Prompt
Scan the records for the line containing "base in the picture above."; extract it and all later lines, verbatim, through the end, and nothing before it.

Information supplied

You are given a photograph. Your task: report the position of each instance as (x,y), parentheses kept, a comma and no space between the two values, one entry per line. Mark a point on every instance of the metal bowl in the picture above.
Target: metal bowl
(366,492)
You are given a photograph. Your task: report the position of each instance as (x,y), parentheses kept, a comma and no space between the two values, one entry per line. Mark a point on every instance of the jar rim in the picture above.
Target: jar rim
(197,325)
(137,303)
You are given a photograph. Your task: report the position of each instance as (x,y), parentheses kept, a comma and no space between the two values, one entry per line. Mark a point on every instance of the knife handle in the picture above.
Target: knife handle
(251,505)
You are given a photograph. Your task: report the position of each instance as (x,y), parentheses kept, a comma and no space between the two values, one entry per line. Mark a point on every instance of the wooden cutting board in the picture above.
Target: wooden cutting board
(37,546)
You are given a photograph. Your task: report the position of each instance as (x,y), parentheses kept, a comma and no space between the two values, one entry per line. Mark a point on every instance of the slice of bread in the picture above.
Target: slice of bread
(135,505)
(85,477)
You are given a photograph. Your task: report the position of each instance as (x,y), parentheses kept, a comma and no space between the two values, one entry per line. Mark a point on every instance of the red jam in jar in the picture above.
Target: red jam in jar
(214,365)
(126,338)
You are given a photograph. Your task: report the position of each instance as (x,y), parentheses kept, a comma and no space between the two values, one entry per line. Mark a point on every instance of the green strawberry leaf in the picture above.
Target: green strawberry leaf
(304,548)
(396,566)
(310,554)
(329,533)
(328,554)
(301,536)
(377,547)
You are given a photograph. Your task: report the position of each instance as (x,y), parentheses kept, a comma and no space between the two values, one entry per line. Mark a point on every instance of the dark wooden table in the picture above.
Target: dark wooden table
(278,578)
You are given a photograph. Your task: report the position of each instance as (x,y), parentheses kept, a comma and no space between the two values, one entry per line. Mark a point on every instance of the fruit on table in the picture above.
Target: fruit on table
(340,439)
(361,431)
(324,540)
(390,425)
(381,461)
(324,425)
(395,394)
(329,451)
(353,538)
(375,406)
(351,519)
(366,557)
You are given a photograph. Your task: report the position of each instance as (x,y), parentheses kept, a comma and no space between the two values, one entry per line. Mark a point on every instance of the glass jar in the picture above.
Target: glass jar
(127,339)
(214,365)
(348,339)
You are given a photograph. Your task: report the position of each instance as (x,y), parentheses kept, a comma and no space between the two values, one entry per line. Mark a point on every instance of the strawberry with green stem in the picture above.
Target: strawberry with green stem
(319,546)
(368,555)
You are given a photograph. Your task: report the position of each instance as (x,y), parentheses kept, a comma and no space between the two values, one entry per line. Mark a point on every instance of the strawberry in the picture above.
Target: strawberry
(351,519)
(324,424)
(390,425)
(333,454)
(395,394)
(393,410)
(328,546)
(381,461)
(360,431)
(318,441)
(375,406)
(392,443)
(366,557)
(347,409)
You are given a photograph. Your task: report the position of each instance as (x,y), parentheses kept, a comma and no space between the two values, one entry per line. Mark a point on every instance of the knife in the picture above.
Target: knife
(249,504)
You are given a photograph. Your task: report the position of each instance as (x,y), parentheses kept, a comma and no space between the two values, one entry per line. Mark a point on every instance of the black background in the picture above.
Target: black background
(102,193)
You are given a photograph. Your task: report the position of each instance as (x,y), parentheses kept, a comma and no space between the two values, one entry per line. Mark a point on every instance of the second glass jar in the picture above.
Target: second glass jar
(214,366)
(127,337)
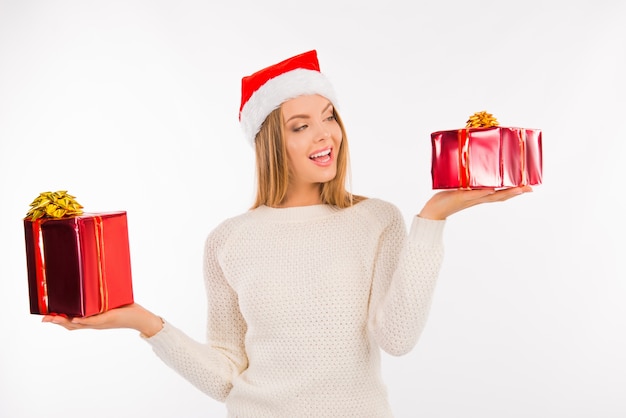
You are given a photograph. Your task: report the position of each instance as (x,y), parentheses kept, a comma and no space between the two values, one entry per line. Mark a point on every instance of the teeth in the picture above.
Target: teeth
(320,154)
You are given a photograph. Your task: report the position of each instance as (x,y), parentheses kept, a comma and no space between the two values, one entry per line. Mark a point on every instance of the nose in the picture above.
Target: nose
(323,132)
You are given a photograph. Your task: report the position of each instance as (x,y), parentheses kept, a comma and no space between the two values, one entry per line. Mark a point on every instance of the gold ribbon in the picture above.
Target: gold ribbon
(481,120)
(54,205)
(464,174)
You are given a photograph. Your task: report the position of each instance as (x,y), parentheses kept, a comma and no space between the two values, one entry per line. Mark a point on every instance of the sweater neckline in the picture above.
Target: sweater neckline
(296,213)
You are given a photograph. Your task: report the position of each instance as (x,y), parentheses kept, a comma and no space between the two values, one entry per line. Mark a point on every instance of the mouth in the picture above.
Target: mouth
(322,156)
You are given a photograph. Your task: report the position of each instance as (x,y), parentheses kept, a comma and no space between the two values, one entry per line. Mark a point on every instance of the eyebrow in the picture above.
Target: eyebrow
(304,116)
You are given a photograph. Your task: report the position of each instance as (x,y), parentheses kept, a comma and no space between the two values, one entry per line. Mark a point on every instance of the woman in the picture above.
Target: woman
(306,287)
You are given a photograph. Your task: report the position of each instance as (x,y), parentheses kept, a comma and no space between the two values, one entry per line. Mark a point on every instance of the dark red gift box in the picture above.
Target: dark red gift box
(78,265)
(493,157)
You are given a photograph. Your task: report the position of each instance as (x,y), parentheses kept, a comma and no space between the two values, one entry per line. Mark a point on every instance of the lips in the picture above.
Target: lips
(322,156)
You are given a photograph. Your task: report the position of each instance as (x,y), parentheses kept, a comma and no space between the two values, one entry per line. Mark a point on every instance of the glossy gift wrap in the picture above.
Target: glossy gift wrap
(486,157)
(78,265)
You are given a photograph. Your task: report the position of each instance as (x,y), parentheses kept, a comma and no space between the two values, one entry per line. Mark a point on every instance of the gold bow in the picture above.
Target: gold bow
(481,120)
(54,205)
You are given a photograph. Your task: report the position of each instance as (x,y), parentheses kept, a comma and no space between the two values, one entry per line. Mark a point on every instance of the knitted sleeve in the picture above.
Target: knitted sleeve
(405,273)
(213,365)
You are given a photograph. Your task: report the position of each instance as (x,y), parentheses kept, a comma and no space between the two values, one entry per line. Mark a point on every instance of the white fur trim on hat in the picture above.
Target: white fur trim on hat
(276,91)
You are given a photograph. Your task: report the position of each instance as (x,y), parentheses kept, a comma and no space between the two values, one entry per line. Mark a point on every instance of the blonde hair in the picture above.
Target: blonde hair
(272,170)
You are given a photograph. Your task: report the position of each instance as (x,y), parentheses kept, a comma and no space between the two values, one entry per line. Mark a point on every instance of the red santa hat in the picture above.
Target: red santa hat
(267,89)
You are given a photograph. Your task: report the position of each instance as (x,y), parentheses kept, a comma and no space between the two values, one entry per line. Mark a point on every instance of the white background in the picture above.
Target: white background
(132,105)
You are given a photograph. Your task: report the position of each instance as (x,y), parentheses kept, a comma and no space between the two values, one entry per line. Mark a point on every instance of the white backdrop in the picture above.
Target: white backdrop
(132,105)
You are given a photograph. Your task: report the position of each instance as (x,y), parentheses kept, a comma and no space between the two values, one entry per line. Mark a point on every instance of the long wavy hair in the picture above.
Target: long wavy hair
(272,169)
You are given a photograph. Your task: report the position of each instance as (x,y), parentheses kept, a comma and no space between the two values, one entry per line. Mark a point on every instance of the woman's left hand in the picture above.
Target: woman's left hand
(447,202)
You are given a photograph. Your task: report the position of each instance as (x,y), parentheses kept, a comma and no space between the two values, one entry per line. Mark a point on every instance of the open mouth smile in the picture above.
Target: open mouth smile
(323,156)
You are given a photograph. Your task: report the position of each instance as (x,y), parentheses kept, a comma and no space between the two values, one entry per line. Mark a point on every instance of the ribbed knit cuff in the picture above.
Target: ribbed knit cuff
(163,339)
(427,232)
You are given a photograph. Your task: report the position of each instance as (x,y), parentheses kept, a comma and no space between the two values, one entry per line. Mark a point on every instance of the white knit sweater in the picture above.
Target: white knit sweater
(299,302)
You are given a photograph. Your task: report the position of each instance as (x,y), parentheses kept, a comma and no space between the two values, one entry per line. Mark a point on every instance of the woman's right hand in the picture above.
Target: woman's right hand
(131,316)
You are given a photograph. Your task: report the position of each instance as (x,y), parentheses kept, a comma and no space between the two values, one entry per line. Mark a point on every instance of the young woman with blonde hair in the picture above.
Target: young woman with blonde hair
(308,286)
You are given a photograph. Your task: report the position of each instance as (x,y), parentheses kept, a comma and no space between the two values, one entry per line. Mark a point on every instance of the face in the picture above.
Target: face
(312,137)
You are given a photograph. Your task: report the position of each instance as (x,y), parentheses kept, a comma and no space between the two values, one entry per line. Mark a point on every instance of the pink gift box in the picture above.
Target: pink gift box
(494,157)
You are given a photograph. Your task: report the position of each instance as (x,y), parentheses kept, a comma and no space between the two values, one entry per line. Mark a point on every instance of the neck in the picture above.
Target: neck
(303,196)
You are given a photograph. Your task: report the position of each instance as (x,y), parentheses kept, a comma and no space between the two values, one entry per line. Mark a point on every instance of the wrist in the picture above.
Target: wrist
(150,324)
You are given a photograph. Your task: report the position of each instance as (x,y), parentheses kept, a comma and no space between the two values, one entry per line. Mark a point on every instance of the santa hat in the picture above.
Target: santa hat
(267,89)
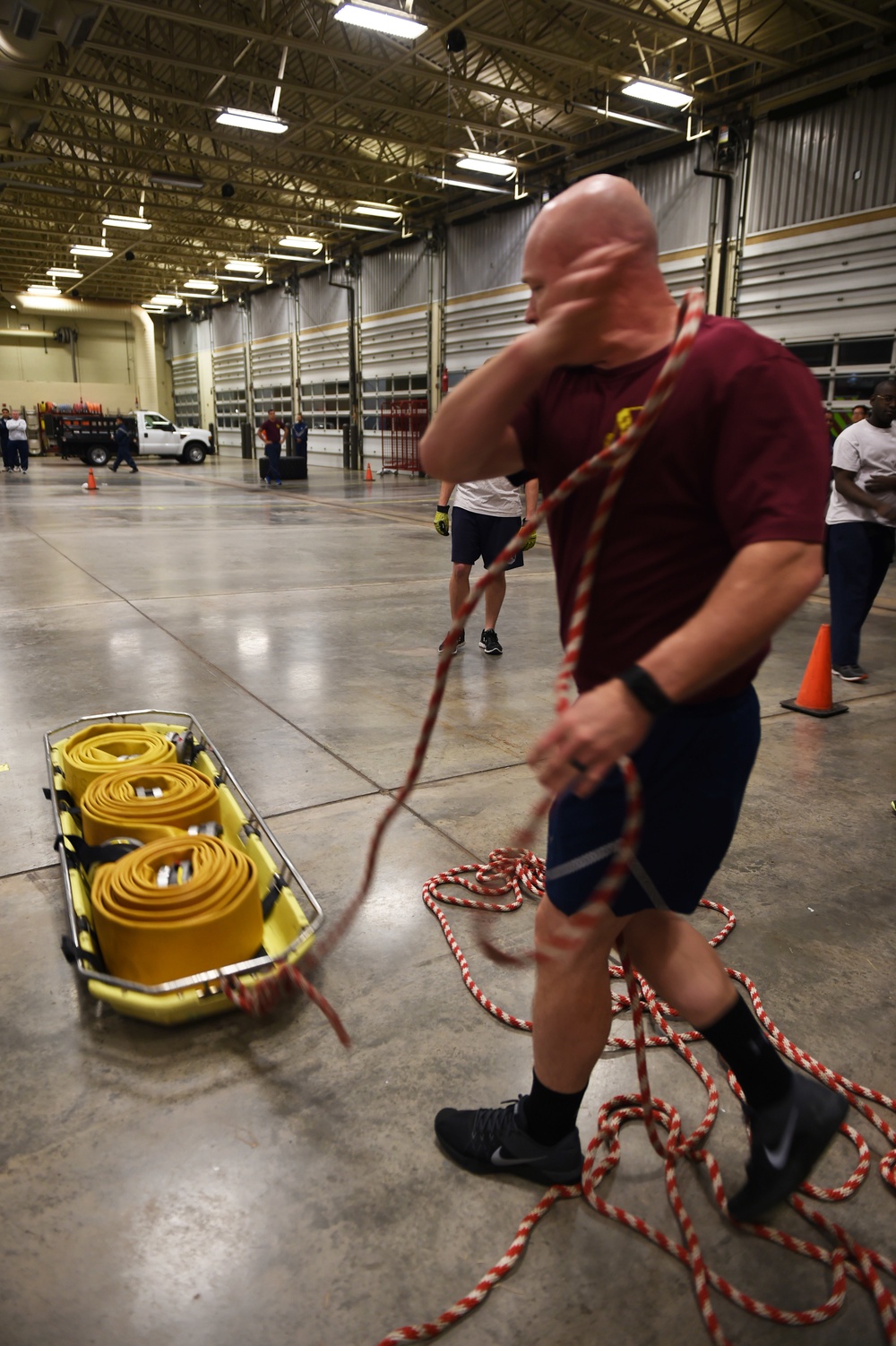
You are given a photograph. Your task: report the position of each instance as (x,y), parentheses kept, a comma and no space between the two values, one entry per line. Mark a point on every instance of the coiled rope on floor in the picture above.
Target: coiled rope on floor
(616,456)
(847,1259)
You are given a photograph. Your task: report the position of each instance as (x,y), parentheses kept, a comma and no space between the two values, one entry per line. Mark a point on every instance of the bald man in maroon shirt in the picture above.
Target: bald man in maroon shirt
(712,543)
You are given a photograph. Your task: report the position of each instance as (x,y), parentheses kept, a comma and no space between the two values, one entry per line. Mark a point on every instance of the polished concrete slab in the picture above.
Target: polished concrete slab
(244,1179)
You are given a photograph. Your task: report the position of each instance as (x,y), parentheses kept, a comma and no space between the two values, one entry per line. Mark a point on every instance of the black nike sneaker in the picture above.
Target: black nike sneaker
(786,1140)
(495,1140)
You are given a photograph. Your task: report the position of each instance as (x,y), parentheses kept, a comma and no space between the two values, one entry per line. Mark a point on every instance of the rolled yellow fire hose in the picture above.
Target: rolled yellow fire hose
(147,802)
(102,747)
(177,908)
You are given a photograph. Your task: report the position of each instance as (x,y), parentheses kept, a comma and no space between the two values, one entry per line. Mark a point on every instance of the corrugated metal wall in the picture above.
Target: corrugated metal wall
(396,278)
(487,254)
(805,167)
(319,302)
(678,200)
(271,313)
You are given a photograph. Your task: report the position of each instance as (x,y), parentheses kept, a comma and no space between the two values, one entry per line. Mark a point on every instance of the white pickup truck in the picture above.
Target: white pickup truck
(90,436)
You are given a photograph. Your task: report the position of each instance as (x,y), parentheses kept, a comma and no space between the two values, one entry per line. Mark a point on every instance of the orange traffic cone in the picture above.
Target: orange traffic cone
(814,696)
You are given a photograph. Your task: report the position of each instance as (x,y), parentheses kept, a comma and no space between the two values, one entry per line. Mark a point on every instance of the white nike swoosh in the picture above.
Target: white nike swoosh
(778,1156)
(499,1161)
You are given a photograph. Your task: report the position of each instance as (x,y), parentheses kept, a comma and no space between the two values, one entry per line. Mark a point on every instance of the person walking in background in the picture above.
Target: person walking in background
(485,519)
(300,436)
(271,434)
(18,442)
(861,527)
(123,447)
(4,439)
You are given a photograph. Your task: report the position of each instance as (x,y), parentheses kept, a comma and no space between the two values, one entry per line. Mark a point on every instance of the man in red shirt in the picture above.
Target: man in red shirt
(271,432)
(712,543)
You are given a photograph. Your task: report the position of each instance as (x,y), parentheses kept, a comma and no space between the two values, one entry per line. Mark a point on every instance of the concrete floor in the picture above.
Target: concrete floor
(233,1179)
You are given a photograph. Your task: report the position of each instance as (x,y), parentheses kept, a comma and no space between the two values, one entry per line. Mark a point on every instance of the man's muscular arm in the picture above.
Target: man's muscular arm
(764,583)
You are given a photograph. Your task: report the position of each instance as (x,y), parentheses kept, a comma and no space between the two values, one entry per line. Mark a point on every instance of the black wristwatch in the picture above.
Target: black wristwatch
(643,688)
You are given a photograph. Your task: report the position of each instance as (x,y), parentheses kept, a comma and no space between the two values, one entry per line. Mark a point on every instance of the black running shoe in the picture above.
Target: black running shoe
(461,641)
(786,1140)
(850,672)
(495,1140)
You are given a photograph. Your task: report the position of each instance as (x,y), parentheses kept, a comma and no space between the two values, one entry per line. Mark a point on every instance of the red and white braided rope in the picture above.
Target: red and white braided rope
(847,1257)
(259,995)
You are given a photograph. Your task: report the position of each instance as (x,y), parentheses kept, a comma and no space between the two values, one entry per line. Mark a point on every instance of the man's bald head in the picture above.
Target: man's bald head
(590,214)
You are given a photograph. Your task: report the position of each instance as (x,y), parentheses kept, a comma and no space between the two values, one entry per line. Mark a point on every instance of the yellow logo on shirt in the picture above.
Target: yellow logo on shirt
(623,420)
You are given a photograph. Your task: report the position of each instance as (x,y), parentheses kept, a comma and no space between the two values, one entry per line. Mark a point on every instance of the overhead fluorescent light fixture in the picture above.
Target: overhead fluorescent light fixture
(169,179)
(302,243)
(246,268)
(378,211)
(461,182)
(252,120)
(126,222)
(380,19)
(654,91)
(493,164)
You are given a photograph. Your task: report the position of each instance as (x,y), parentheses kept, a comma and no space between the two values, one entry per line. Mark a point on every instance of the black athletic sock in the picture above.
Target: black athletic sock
(759,1069)
(550,1115)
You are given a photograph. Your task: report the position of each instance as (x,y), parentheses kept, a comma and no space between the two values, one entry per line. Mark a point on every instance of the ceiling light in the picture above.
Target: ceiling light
(380,19)
(487,163)
(252,120)
(126,222)
(380,211)
(168,179)
(461,182)
(297,241)
(652,91)
(249,268)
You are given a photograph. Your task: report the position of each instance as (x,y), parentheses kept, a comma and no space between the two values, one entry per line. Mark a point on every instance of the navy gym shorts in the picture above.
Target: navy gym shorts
(694,769)
(482,535)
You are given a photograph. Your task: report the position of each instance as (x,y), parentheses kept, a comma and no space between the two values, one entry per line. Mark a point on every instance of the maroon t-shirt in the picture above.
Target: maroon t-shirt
(737,455)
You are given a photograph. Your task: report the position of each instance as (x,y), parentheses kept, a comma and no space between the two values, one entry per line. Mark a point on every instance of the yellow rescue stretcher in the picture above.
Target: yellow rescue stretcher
(118,917)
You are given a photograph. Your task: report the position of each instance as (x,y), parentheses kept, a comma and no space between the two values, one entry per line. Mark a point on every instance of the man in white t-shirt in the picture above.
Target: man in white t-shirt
(485,517)
(18,443)
(861,527)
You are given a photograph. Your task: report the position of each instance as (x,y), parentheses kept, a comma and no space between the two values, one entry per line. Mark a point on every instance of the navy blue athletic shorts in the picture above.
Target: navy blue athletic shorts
(694,769)
(482,535)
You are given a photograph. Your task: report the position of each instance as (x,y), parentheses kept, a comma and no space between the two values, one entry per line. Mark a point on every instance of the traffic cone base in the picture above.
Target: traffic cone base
(814,696)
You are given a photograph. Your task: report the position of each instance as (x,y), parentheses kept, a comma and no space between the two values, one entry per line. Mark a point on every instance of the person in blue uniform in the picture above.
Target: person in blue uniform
(123,447)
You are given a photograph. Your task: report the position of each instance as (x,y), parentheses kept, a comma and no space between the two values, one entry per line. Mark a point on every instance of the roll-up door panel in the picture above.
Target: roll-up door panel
(820,281)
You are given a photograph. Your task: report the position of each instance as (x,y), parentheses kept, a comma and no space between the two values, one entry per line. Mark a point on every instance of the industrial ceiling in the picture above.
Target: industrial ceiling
(113,110)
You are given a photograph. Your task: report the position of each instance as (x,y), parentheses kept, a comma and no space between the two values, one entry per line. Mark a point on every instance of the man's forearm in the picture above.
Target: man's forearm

Task response
You are given a photograph. Your task: report the position of each instance as (x,y), parentheses kept, a comma and no space between the two values, one entry per line. Mark a point on every instance of the traffic cone base in the picture above.
Target: traffic cone base
(814,696)
You are given a photograph. Your task: report the position of each instance as (x,y), parentheses kept, a comma and no space between the two values, one entry per line. Mark a point on every instance of the person in blue uniform in the picture above.
Target: person in blue uniform
(123,447)
You are given a photograph. Your task: report the position of each instance as (x,y), parentheses kept, a comma and no space between the two values, one entry per line. Mark a point on every instance of the roll-up door panel in the picture above.
Target: roll-up door panel
(820,281)
You are given a photograph. Your task: report the position of each instance as (x,y), parentheses kept, a comma and no space between the two values, one entry per line. Mark a point on every instance of the industrial ceiling in the picture above.
Target: industrial ceiling
(113,110)
You are given a photograph. Your task: report the position of each instance as (x,y), parentheses kept, a comma and no space between the two values, one entry per line. Mark a point on every instance of the man's forearm in the picture above.
Target: man's forearm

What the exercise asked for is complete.